- [Goal of the exercise] Produce an exact copy of the lines from the line that contains "of the spanish" to the end of the listing below.

- [Entries provided]

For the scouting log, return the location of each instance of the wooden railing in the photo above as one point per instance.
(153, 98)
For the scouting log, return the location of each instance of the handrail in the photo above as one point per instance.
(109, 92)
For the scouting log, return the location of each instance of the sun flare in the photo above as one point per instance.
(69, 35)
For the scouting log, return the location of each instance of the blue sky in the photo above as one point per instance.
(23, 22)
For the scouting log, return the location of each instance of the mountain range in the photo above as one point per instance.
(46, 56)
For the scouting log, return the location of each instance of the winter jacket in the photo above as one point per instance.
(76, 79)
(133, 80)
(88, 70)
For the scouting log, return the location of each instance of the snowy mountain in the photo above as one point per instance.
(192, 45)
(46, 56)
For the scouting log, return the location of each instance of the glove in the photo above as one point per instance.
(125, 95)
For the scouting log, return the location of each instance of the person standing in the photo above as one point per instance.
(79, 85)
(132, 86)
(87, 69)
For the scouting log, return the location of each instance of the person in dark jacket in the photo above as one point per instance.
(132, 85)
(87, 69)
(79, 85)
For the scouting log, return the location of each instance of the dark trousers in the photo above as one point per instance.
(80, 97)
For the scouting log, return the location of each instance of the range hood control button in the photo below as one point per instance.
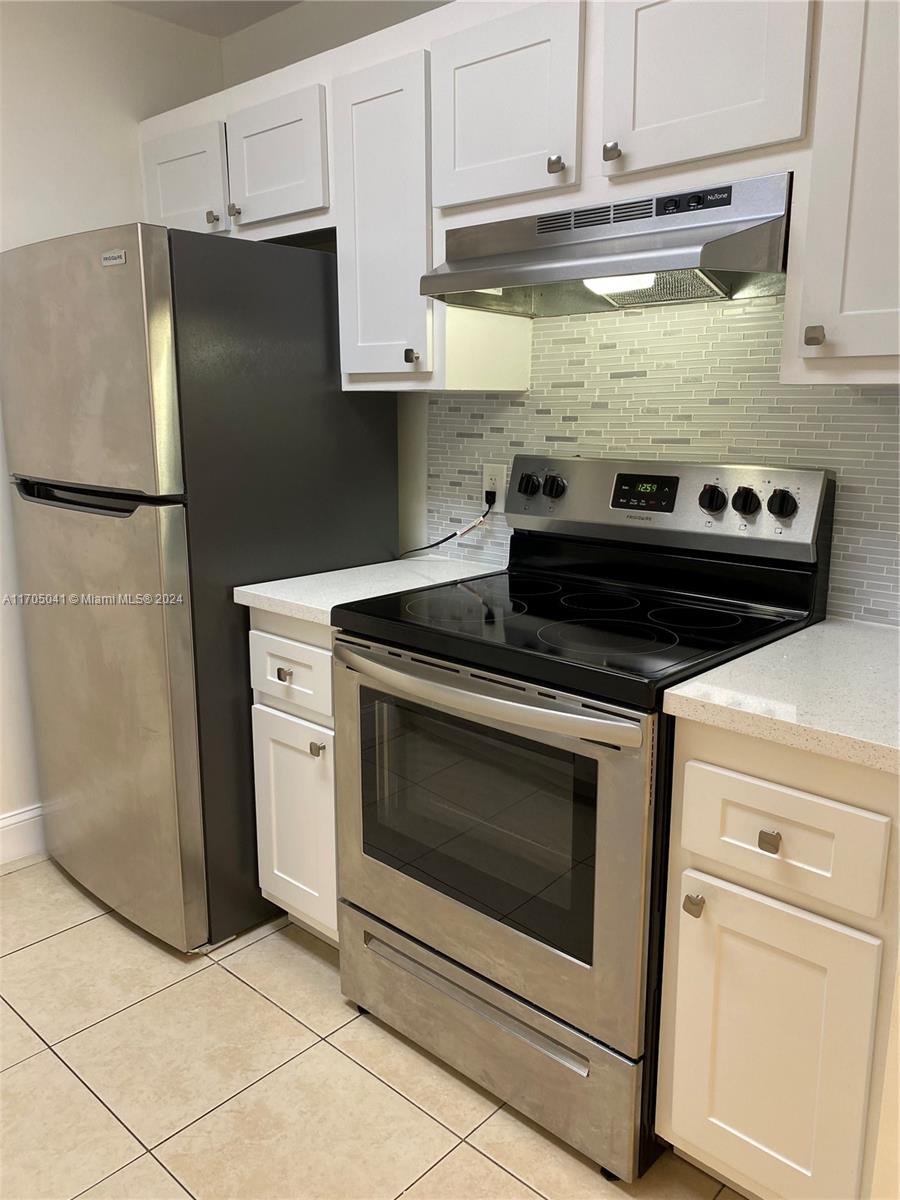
(745, 502)
(781, 503)
(528, 485)
(712, 498)
(553, 486)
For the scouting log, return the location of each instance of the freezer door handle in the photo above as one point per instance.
(73, 498)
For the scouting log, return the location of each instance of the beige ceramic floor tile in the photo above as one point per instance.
(427, 1083)
(41, 901)
(321, 1127)
(57, 1138)
(244, 940)
(300, 973)
(142, 1180)
(559, 1173)
(17, 1041)
(18, 864)
(69, 982)
(174, 1056)
(467, 1175)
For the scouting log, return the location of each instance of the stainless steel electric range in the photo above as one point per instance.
(503, 772)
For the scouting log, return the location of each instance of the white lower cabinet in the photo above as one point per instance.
(773, 1036)
(295, 815)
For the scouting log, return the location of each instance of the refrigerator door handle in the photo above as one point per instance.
(72, 498)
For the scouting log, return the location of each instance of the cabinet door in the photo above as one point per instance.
(383, 216)
(851, 286)
(186, 179)
(690, 78)
(276, 156)
(505, 105)
(293, 762)
(773, 1039)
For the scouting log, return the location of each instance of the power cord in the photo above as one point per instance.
(490, 501)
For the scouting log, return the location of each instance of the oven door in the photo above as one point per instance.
(505, 826)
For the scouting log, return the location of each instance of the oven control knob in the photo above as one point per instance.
(781, 503)
(712, 498)
(745, 502)
(528, 484)
(553, 486)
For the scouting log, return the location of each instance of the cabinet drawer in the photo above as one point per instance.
(291, 671)
(802, 841)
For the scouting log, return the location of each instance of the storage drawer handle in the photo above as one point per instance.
(507, 1021)
(694, 904)
(769, 841)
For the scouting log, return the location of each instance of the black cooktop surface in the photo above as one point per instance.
(604, 639)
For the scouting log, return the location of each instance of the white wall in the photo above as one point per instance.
(75, 81)
(307, 29)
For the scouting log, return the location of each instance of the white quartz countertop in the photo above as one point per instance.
(831, 689)
(313, 597)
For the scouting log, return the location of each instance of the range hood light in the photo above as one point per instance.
(615, 285)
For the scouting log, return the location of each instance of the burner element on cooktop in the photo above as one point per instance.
(612, 639)
(682, 617)
(599, 601)
(461, 606)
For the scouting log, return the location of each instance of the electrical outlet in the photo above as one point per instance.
(493, 479)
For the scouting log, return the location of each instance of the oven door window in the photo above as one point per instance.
(502, 823)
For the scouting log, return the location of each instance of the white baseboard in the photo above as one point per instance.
(21, 834)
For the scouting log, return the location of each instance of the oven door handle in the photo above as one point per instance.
(419, 682)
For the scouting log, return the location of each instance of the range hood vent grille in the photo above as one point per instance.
(633, 210)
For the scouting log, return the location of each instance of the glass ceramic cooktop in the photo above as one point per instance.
(598, 625)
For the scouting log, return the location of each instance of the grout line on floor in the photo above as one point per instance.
(97, 1182)
(227, 1101)
(100, 1098)
(39, 940)
(133, 1003)
(396, 1090)
(427, 1169)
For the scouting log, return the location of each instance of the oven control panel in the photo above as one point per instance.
(763, 511)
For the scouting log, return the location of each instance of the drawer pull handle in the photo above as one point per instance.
(769, 841)
(694, 904)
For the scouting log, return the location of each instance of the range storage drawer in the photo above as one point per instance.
(568, 1083)
(291, 670)
(810, 844)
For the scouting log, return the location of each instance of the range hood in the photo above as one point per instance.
(711, 243)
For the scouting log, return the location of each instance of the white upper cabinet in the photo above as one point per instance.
(186, 179)
(277, 161)
(690, 78)
(773, 1038)
(505, 105)
(383, 216)
(851, 299)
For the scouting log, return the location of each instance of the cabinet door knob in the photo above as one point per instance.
(814, 335)
(693, 904)
(769, 840)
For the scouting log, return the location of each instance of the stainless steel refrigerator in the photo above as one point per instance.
(174, 426)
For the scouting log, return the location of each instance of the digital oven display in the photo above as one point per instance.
(653, 493)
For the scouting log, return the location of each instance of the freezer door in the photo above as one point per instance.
(88, 366)
(113, 697)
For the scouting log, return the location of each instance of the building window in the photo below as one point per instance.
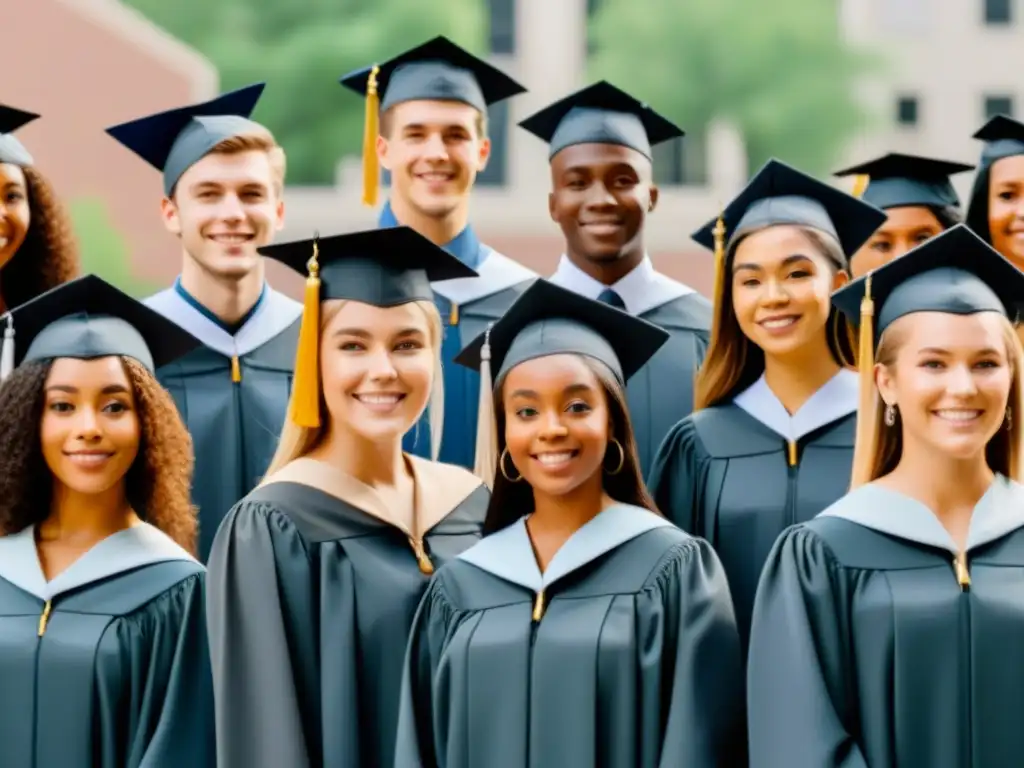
(498, 127)
(998, 12)
(998, 105)
(906, 112)
(502, 27)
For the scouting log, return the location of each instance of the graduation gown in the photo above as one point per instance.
(877, 643)
(232, 394)
(740, 473)
(105, 666)
(313, 586)
(467, 306)
(624, 653)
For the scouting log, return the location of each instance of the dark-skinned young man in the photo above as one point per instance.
(602, 189)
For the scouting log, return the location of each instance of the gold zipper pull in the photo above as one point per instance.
(422, 558)
(539, 606)
(44, 619)
(963, 574)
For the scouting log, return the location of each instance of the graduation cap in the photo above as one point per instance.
(436, 71)
(600, 114)
(895, 180)
(174, 140)
(1004, 137)
(383, 267)
(549, 320)
(956, 272)
(779, 194)
(88, 317)
(12, 151)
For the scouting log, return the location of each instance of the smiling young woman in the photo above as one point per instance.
(102, 633)
(585, 629)
(772, 438)
(38, 250)
(315, 574)
(883, 624)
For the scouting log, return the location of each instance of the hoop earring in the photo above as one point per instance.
(622, 458)
(501, 466)
(890, 417)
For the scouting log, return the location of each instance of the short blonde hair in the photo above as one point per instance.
(296, 441)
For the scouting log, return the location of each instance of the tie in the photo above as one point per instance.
(610, 297)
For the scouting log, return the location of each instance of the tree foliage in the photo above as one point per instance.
(779, 71)
(301, 48)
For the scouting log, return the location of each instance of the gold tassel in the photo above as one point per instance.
(866, 411)
(860, 182)
(371, 164)
(305, 385)
(719, 287)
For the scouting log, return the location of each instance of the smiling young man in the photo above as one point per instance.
(602, 189)
(433, 140)
(223, 180)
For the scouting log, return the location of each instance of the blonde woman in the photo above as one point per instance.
(316, 573)
(887, 631)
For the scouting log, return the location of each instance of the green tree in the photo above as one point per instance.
(781, 71)
(301, 49)
(103, 250)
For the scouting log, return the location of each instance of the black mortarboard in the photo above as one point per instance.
(88, 317)
(781, 195)
(172, 141)
(549, 320)
(955, 272)
(895, 180)
(12, 151)
(604, 115)
(383, 267)
(437, 70)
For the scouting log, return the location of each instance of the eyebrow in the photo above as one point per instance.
(785, 262)
(570, 389)
(109, 389)
(361, 333)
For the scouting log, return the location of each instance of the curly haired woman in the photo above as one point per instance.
(103, 656)
(38, 250)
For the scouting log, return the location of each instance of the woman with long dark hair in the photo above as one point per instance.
(315, 574)
(771, 440)
(38, 250)
(103, 657)
(585, 629)
(886, 630)
(915, 194)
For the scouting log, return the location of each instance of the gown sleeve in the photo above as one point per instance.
(704, 726)
(676, 479)
(797, 673)
(415, 745)
(256, 643)
(175, 721)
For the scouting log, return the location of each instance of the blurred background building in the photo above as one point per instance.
(816, 83)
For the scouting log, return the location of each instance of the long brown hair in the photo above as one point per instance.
(880, 446)
(733, 363)
(48, 257)
(158, 483)
(510, 501)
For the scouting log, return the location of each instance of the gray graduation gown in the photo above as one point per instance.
(739, 474)
(313, 587)
(624, 653)
(232, 394)
(107, 666)
(877, 643)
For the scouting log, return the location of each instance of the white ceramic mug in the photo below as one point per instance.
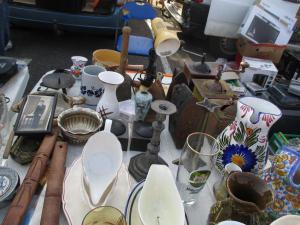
(91, 87)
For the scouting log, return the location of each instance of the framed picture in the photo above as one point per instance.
(36, 115)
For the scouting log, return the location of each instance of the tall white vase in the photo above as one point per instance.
(108, 102)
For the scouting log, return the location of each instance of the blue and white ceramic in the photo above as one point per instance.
(245, 141)
(143, 101)
(91, 87)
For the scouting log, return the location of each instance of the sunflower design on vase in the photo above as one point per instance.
(284, 179)
(244, 142)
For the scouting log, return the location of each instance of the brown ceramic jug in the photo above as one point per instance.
(249, 196)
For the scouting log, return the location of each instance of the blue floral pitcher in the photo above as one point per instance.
(245, 141)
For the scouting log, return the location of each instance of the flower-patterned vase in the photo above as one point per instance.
(245, 141)
(284, 179)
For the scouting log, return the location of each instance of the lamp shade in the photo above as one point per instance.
(166, 42)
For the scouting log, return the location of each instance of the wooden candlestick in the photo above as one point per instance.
(124, 53)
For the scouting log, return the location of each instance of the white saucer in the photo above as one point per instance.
(75, 205)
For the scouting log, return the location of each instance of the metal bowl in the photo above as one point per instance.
(78, 124)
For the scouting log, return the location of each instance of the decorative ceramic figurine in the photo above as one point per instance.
(91, 87)
(78, 64)
(108, 104)
(284, 179)
(101, 161)
(143, 101)
(245, 141)
(160, 202)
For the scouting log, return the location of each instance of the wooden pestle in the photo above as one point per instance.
(21, 201)
(52, 202)
(124, 53)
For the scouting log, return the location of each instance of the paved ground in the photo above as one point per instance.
(49, 51)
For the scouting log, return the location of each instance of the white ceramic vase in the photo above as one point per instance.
(108, 104)
(245, 141)
(91, 87)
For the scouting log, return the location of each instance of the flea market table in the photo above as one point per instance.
(197, 214)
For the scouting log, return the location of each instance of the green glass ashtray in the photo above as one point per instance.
(24, 149)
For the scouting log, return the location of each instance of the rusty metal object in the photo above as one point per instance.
(191, 117)
(158, 93)
(52, 202)
(20, 204)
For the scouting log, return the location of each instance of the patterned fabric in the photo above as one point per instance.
(281, 179)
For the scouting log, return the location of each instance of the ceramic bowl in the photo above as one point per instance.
(160, 202)
(104, 215)
(249, 193)
(78, 124)
(287, 220)
(101, 160)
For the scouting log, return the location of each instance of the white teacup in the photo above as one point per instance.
(91, 87)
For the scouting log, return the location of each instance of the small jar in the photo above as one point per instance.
(219, 188)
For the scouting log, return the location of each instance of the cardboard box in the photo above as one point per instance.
(261, 27)
(262, 67)
(263, 51)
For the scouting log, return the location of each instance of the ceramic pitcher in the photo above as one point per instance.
(91, 87)
(245, 141)
(108, 104)
(284, 179)
(78, 64)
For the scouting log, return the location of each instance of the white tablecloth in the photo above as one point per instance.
(197, 213)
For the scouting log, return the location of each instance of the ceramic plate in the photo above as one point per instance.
(160, 202)
(131, 209)
(75, 206)
(101, 160)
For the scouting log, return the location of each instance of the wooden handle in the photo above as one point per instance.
(21, 201)
(52, 202)
(124, 53)
(8, 145)
(135, 67)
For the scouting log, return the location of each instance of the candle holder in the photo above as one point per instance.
(140, 164)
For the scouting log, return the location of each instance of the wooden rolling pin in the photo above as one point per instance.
(52, 202)
(124, 53)
(21, 201)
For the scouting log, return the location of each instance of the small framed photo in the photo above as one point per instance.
(36, 115)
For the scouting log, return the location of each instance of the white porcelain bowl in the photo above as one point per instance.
(160, 202)
(101, 160)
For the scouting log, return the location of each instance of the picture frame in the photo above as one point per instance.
(36, 115)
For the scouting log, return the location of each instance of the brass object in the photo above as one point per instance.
(78, 124)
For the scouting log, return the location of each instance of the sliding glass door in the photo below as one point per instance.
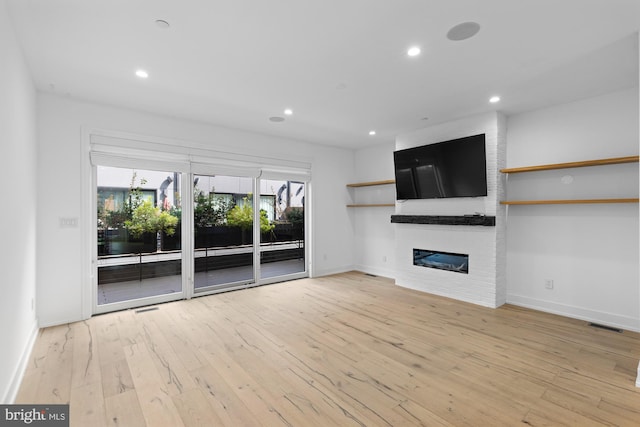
(282, 234)
(139, 256)
(223, 232)
(164, 232)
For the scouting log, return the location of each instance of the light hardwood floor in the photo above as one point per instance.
(344, 350)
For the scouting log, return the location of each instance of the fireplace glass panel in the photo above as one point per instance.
(458, 263)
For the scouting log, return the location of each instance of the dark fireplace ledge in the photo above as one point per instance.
(484, 220)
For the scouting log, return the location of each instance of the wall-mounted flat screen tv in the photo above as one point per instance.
(456, 168)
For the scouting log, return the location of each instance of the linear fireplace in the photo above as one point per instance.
(458, 263)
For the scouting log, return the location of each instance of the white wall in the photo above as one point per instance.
(589, 251)
(485, 282)
(61, 121)
(374, 233)
(18, 213)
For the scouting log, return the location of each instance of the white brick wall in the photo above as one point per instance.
(485, 284)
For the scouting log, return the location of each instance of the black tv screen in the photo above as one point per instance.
(456, 168)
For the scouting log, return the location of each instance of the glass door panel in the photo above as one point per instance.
(138, 226)
(282, 225)
(223, 232)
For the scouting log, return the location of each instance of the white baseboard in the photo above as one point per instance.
(12, 391)
(329, 272)
(608, 319)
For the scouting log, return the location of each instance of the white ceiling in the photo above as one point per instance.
(341, 65)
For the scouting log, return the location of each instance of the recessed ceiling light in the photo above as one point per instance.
(161, 23)
(463, 31)
(413, 51)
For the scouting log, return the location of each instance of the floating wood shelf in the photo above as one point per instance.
(445, 219)
(371, 183)
(370, 205)
(566, 202)
(599, 162)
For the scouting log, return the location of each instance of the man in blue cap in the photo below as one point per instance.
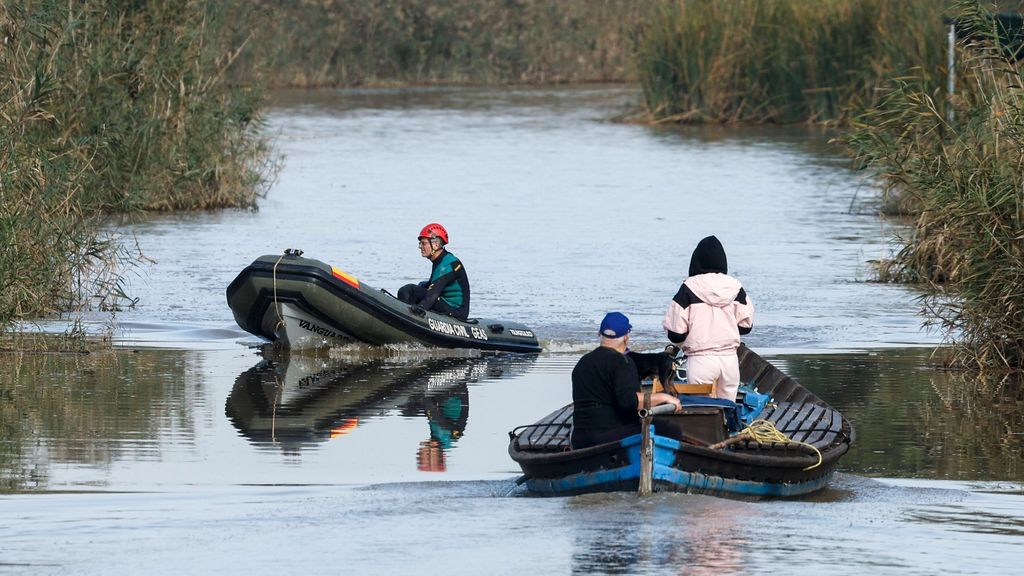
(606, 388)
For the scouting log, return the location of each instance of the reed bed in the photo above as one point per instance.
(962, 181)
(114, 107)
(781, 60)
(399, 42)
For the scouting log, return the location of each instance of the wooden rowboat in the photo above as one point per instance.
(692, 452)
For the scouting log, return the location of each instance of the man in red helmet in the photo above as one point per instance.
(448, 289)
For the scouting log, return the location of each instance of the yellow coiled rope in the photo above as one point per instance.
(764, 432)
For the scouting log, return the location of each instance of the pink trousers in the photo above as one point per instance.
(723, 369)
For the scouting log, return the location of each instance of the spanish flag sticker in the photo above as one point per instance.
(346, 278)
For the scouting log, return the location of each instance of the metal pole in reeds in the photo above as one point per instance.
(951, 73)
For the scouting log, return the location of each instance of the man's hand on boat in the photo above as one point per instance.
(660, 403)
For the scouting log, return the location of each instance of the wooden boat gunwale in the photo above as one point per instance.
(744, 469)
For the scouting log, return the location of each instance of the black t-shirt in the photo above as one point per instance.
(604, 391)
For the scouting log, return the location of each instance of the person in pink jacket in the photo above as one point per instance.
(707, 317)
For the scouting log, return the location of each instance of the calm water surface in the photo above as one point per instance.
(184, 449)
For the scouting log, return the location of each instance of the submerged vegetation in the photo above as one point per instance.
(961, 177)
(113, 107)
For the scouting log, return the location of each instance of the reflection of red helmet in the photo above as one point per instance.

- [Exercise result]
For the scouting log, return the location of each instance of the spanish flag sticker in the photo above as one point per instance.
(346, 278)
For the scouting log, return the location of each instance of the metal pole in reeds in the photo above as one point per instance.
(951, 73)
For the scouting log, return the location of each instance of the man's hand on boat in the photo above as one point per instance.
(660, 403)
For the scouting log, return the location of each instance of the wooden boat gunwale in the photo above as one point per instance.
(744, 469)
For the scouting log, return the location of each instance of the black t-shirt in the photo above as one point per instance.
(604, 391)
For the scouting log, return the location of each instance of the person in pink jacket in the photo above as one point per instance.
(707, 317)
For the scouting log, return the location of each instance of the calm water surface in the photo above as one point per instance.
(184, 449)
For the scouting log, return the location of each instance of the submerged vegetation in the photo above as one point per instance.
(961, 177)
(113, 107)
For the scouting log, return the location of each instance of the reflection of red helmet in the photo above as one point per instance.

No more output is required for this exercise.